What follows is a set of records, each of which is to be written out exactly.
# Start of Data extract
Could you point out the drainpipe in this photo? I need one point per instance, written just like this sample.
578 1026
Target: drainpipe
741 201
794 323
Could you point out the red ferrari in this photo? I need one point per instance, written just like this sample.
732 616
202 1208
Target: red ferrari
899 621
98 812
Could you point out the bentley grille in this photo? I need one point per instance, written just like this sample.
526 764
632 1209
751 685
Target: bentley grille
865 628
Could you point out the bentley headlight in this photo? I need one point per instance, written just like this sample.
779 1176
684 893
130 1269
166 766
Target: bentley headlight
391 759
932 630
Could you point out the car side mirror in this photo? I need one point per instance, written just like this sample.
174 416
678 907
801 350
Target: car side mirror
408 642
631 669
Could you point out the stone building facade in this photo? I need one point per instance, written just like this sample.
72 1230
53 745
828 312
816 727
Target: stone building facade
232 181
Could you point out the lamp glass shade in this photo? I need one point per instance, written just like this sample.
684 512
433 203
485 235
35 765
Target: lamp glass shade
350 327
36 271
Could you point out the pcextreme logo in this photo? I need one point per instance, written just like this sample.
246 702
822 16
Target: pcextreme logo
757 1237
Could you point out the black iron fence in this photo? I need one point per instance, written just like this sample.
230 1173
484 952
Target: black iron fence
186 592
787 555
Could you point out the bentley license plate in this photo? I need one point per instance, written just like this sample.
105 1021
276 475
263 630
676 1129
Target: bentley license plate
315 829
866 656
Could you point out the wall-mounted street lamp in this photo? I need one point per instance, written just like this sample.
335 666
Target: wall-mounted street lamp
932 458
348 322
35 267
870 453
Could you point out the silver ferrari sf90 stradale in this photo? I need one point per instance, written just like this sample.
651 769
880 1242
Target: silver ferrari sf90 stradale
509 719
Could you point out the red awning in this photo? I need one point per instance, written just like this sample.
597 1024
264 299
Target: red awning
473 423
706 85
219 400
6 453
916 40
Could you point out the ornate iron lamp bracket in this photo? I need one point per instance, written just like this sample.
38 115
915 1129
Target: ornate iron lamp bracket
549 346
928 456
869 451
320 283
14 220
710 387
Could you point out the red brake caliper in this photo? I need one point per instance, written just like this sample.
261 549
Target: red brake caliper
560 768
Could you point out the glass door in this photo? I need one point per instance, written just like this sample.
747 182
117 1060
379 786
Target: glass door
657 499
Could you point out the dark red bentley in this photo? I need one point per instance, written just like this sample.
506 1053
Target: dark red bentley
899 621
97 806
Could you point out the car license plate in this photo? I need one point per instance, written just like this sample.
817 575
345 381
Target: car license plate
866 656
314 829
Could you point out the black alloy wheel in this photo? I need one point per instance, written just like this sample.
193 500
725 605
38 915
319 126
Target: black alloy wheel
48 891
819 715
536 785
# End of Data extract
**Answer to the exercise:**
Could you point out the drainpipe in this photo? I need one point per instance, written just like this sample.
578 1026
Target: drainpipe
741 201
794 323
Could you point out the red ferrari in this photo? I need one point per instance, written just like this sample.
732 616
202 1208
Target: red ferrari
899 621
98 812
Could you point out the bentley grille in this photo? I need one point per instance, written just like this sample.
526 764
632 1209
751 685
Target: bentley grille
865 628
Could you point out the bentley headlight in this photo? I need one point per instance, written just like this sample.
779 1176
684 893
130 1269
166 766
Target: bentley headlight
391 759
932 630
Could you point out the car side mirror in this photo? I need one point per instance, written just like this sample.
174 416
678 907
801 350
Target: car side mirror
408 642
631 669
Could you point out the stone building facade in this photo? I need one point per instance, written just like this sample.
72 1230
53 745
828 312
816 727
Target: stone building facade
232 181
Could you point out the lamp glass shade in this photo? I need one point per instance, written just like this sample.
684 512
433 203
485 235
35 765
Target: lamp glass shade
350 327
36 271
Could you point out the pcextreme logo in this photo? I need one point per instance, written just like this sample.
246 702
822 16
Target: pcextreme logo
757 1237
Could you point out the black iron fence in this photo? I need one point per instance, written just like this sample.
230 1173
484 952
Target: black iron fence
186 592
787 555
Could you point out the bentley license plate in this photo? I need one point per instance, written just like this sample.
105 1021
276 475
263 630
676 1129
Target: bentley license plate
315 829
866 656
Could you point out the wall-mounted street lamp in this photo? I need one point per instance, written just like this sample.
335 666
Target: wall-mounted street lamp
932 458
348 322
35 267
870 453
Could you point out the silver ferrari sf90 stradale in this photo? I need one point per instance, written just like this sample.
651 769
880 1242
Target: silver ferrari sf90 stradale
509 719
Could you point out the red awning in this photo? I need one point per instance, written just like this sample.
597 1024
264 299
Target: red awning
473 423
706 85
219 400
6 453
916 40
Could you point out the ornate iron lamp bracket in this photo? I need one point per instance, written just like this sample.
38 115
915 1129
Target: ornate iron lamp bracket
549 346
928 456
869 451
320 283
14 220
710 387
Could you point out the red brake caliper in this photo? I need one point per instance, written just like this sample.
261 549
Target: red brake caliper
560 768
Could you point out the glass door in this photo? I need one point per instance, written just like this sample.
747 182
117 1060
379 786
Target: glass door
657 499
Could you point out the dark red bentley in this photo? I need one point per instance, written just like this sample.
506 1053
Target: dark red bentley
899 621
97 806
Could you point out the car license plate in this photo? I need one point per instance, written just like this sample.
817 575
345 381
Target: car license plate
866 656
314 829
Could you point out the black alloy wheel in this photo? I need one point per instance, written just like this sample.
193 500
725 605
38 915
319 126
Target: black alloy wheel
48 891
819 715
536 785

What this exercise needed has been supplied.